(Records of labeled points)
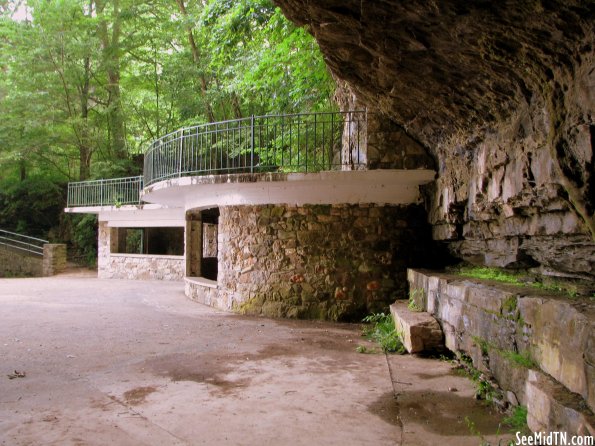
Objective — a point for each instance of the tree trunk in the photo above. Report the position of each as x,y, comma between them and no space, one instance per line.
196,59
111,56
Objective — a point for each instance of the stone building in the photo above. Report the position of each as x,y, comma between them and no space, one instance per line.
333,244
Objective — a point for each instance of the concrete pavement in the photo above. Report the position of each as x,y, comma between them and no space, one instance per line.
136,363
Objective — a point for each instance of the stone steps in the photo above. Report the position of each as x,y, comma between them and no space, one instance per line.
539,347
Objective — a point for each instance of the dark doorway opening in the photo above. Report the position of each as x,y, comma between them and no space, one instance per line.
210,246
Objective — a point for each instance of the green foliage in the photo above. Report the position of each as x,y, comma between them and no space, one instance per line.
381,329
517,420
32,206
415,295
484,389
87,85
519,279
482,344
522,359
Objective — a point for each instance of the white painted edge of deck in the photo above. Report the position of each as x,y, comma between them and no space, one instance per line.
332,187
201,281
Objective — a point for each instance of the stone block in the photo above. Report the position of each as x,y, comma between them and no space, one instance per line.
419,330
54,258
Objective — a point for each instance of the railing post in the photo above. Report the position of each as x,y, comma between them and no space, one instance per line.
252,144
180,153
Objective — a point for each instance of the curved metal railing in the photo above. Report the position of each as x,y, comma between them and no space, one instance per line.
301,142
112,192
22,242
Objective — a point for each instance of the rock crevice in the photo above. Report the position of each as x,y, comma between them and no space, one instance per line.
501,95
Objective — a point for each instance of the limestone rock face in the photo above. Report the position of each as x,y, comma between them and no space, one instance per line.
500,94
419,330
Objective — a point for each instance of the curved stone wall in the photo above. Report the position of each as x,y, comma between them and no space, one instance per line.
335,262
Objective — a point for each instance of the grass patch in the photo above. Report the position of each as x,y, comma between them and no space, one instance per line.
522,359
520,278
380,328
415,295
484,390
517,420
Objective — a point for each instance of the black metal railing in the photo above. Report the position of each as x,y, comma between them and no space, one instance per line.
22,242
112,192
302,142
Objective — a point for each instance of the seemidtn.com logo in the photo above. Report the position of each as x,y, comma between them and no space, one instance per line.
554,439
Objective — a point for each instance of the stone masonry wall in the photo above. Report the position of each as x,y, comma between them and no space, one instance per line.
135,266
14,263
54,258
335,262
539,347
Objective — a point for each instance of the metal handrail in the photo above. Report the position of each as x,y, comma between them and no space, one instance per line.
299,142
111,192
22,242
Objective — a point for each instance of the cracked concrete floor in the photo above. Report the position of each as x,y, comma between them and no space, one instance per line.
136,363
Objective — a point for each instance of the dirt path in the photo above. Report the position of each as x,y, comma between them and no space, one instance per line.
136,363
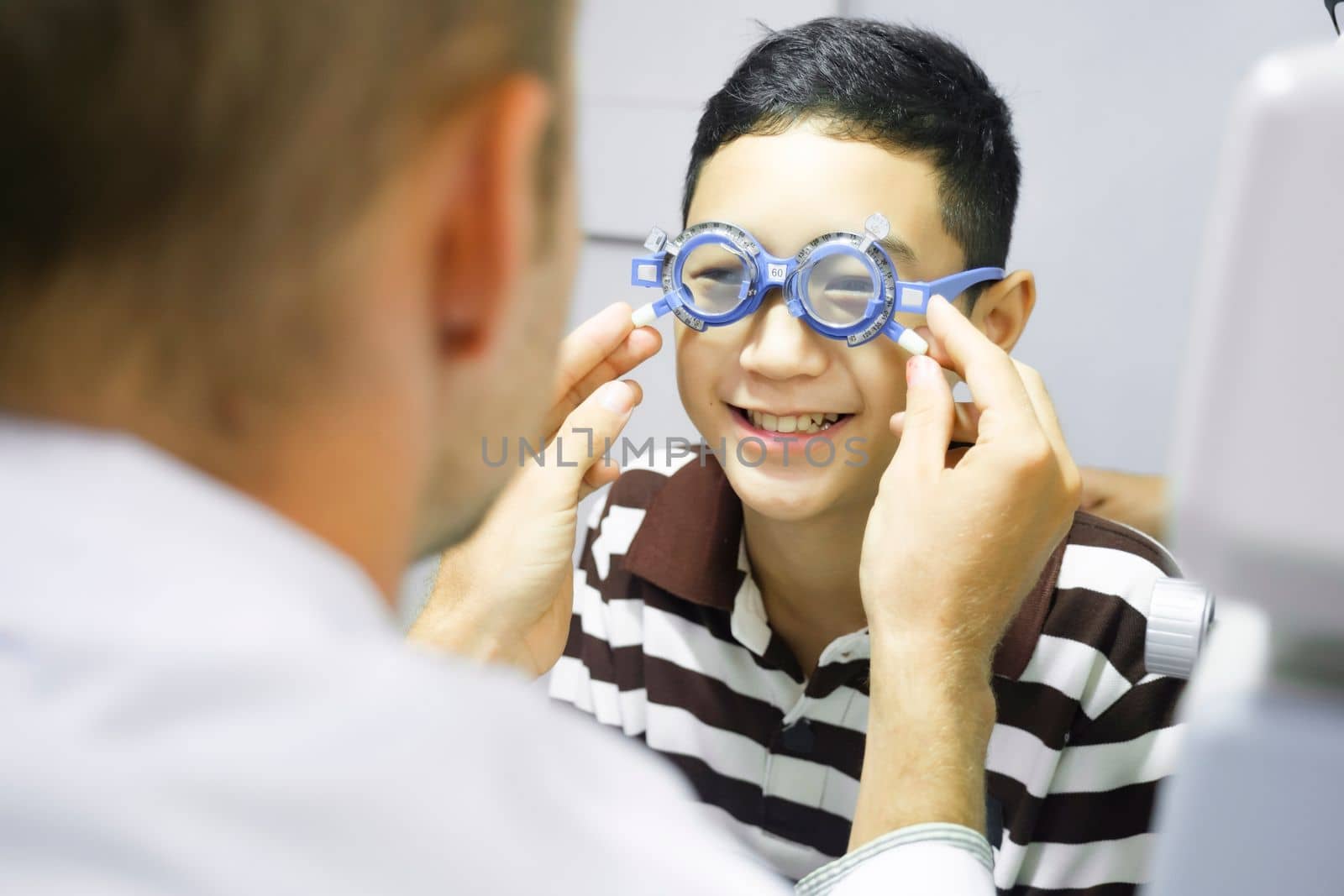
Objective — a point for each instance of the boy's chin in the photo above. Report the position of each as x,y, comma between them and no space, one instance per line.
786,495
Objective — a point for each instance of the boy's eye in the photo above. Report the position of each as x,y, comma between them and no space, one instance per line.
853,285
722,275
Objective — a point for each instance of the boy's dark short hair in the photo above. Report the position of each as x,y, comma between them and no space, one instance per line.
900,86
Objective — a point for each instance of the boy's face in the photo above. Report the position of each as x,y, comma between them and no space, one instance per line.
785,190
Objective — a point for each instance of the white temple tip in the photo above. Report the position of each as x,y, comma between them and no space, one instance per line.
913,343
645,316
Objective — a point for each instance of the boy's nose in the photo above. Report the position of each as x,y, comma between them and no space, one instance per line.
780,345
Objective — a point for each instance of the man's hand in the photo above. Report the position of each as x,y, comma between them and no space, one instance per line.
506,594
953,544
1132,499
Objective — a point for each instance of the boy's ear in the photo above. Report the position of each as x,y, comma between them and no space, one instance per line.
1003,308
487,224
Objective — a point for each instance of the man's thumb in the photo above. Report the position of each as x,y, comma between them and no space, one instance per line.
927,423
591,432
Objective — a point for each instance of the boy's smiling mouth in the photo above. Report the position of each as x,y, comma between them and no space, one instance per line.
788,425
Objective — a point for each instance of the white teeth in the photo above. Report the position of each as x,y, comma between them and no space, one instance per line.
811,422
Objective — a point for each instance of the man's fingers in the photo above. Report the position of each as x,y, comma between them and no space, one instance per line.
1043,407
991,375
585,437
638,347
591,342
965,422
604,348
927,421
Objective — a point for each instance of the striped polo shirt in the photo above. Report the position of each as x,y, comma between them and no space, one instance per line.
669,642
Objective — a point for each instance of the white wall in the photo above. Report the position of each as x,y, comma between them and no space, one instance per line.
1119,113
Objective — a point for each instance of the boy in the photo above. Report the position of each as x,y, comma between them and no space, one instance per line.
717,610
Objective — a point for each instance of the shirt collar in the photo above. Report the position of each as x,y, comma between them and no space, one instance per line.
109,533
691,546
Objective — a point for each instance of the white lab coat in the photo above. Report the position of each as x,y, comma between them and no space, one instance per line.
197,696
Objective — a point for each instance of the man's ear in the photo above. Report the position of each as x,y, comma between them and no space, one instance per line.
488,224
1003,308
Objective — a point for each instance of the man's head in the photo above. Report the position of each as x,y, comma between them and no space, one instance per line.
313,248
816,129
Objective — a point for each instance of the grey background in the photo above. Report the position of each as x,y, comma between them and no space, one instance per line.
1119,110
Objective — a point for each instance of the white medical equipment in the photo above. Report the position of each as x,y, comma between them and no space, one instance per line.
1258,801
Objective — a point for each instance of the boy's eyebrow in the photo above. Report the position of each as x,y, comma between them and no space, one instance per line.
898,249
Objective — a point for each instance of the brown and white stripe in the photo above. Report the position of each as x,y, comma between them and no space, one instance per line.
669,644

_Goal_: Reproduce all entries exactly. Pictures do not belong in the copy.

_Answer below_:
Objective — a point for each instance of the tree trunk in the photo above. Report the position of each as x,y, comma between them and no space, one instance per line.
196,59
111,56
Objective — a point for each instance of the stone building in the photo above. Report the position of each as x,y, comma between them and no space, one instance per line.
333,244
Objective — a point for each instance of the concrete pavement in the photo above. Report the position of each as x,y, comma between them and no space, one instance per line.
136,363
Objective — a point for each instance of the stone steps in the photo above. Report the position of each as x,y, comma between them and no space, one instance per line.
539,347
Objective — a point for each instance of the dark doorway opening in the photo above. Report the position of each as x,y, comma between them and no space, one instance per line.
210,246
Objective — a point for each instance of the green foliage in the photo above. Report the position of each as x,y, comma between them and no space, one instance per line.
381,329
517,420
32,206
415,295
484,389
87,85
519,279
482,344
522,359
Objective — a point for each instance of the white painted edge of deck in the photo above. Report the position of each as x,y, comma between them and no space, one instance per line.
332,187
201,281
Objective — a point for each instance of the stone block in the photo above. Report the position of each as x,y, comma between them and no space, one instance per line.
419,330
54,258
Objective — a point for each instance of the railing post in the photo above. Report the position of each as x,y, comma between them and no space, one instance per line.
252,144
180,153
Objective — a point for each instance of the curved metal railing in the photo above. Report the position of each as x,y, comma between them and no space, one instance per line.
301,142
112,192
22,242
Objective — a point for each instance of the rock crevice in the photo above. Report the position of each as x,y, comma between them and no space, one instance per line.
501,95
Objective — a point for each instance of the limestone rock face in the photo above. Report the position of each as x,y, comma between them and no space, one instance per line.
500,94
419,330
Objective — a point for each instance of the curved stone wall in the photo above. Report the position of each as x,y, comma between them and no space, one instance per line.
335,262
Objective — a point for each instance of the grass patch in the photo above. Report the position of each as x,y, comma between them and no space, one instance per line.
522,359
520,278
380,328
415,295
484,390
517,420
Objective — a point for each instance of the black metal railing in the photo above. Report the position of each as x,y, comma between them and no space, one instance per line.
22,242
112,192
302,142
Objective — a point for each instance of the seemidtn.com logo in the photo above. Report the position of each as x,y, comma between them and no space, one instance per line.
554,439
Objective — a point for each instance of the stone masonry wall in the photo above. Report the position of each as x,y, comma between them and no space, one instance per line.
135,266
14,263
54,258
335,262
539,347
Objective — a point for each instance of the metal handrail in the photo above. Report the position of each as x,y, comma between them and no space, one instance per line.
299,142
111,192
22,242
Objective — a point for each instance of the cracked concrete floor in the photo above. Report the position of each as x,y, comma between them and no space, one instance per line.
136,363
Objective — a point for each instance of the dirt path in the photo above. Report the position of each as x,y, comma between them and no space, one instance per line.
136,363
Objective — a point for each instance of the boy's chin in the photo above. Report the position of each as x,y, comma between them and no space, one instance per line.
786,495
Objective — a point for each instance of the boy's eye in the photo above. Report the position of each as x,y, comma between them and no space, one instance per line.
853,285
722,275
Objective — a point for each instance of the boy's dark short hair in the photo above. Report the position of each as x,y, comma between them and no space, one instance per line.
900,86
Objective — a point for each instance of the boy's face in the photo above. Report the position of each as x,y, comma between them and no space, one instance per line.
785,190
Objective — a point for each instance of the white temple tip in the photo above. Report the position of each as x,y, comma between them and no space, one instance per line.
913,343
645,316
Objective — a point for each instance of the boy's nose in the photo above. Report the position of each as x,y, comma between them and no space, one instance per line.
780,345
Objective — a point for each instance of the man's hand in the photo above. Report the position of each as x,y, comma between them and no space, one instance per line.
506,594
953,544
1132,499
Objective — a point for each instance of the boy's ear in the photo above. Report the position of each as x,y, comma between them and no space, one instance per line.
1003,308
487,224
Objective — a point for each instance of the man's thumb in the photo above. Report the position of each as x,y, comma between them and no space, one instance per line.
927,423
591,432
Objective — a point for each instance of the boy's smiling mouth in the photo above. Report the position of each as x,y, comma between them and no space, one instance per line.
788,425
Objective — a point for each instance of the white teeth in the photo above. Report the position of each as x,y, comma between them and no space, one instance per line.
811,422
Objective — a point for each instance of the man's fingers in the photo above. Report the position of each as x,y, comma between them and no space, one instance per line.
1043,407
991,375
585,437
638,347
591,342
965,422
604,348
927,421
Objective — a point for each instance of the striped polo shirt in the photo above. Report the position of each as x,y, comma between them and no space, one instance per line.
669,642
Objective — a point for each instance of the white wall in the photo above. Report the position of each as x,y, comma between them and no space, one instance per line.
1119,113
Objective — a point for each instance of the boy in the photo above. Report the position of each as x,y, comma between them and no space, one instance per line.
717,610
Objective — a point for each instance of the shirt collar in the photo above. Report the position of each as x,y, comma between them and no space, one instance per line.
109,533
691,546
Objective — a point for each instance of the white lab coat in the photo above. Report the position of each as x,y, comma between them and no space, one instance per line.
197,696
Objective — a point for each instance of the man's ear in the photo above. Report the position of each as x,y, comma between them and no space, one instance per line.
488,224
1003,308
Objective — a point for each instance of the man's head in the photo above. Report the position of each as x,y, comma between them and no space, one instance per line.
313,248
816,129
Objective — a point for each instance of the grey background in the photo above. Report the position of each as x,y, comma between them and no space, one instance per line.
1119,110
Objective — a point for each instance of the white medical equipment in the photo above. Report the position of each as x,y, comma between them and no space, one instance per line.
1258,801
Objective — a point for each instance of the boy's eyebrow in the photo above. Report the position of each as x,y, comma between them and no space, one instance per line.
898,249
Objective — a point for each instance of the brown and white stripe in the photo above. Report the position of each as x,y, comma between them and no space, one instance per line.
669,644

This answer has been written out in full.